◆ **PROBLEM TO WORK ON**: Print the rows below word for word, from the line containing "If you could drop a marker on the white" through the line containing "Target: white baseboard", with both of those lines included.

[Entries from a dataset]
** BEGIN **

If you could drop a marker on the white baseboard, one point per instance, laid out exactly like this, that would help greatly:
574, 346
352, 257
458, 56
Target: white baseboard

** END **
** BEGIN **

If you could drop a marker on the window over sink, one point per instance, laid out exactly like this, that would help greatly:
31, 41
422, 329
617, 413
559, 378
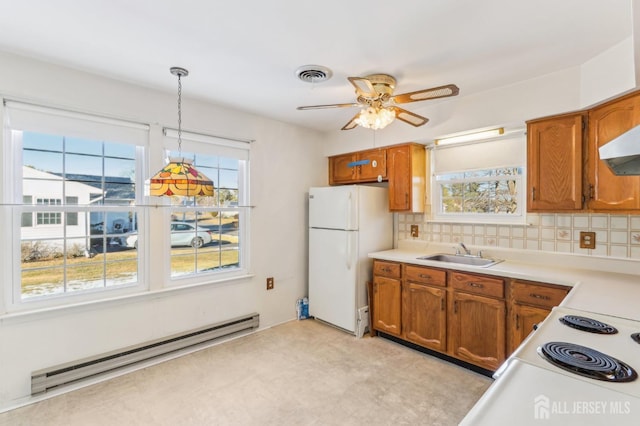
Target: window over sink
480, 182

** END **

◆ **ANSWER TO THE EXERCISE**:
If you could drop a marker on the white baseboard, one point per instance, laid out exactly like this, that would help greatly:
574, 346
352, 257
458, 56
Target: white baseboard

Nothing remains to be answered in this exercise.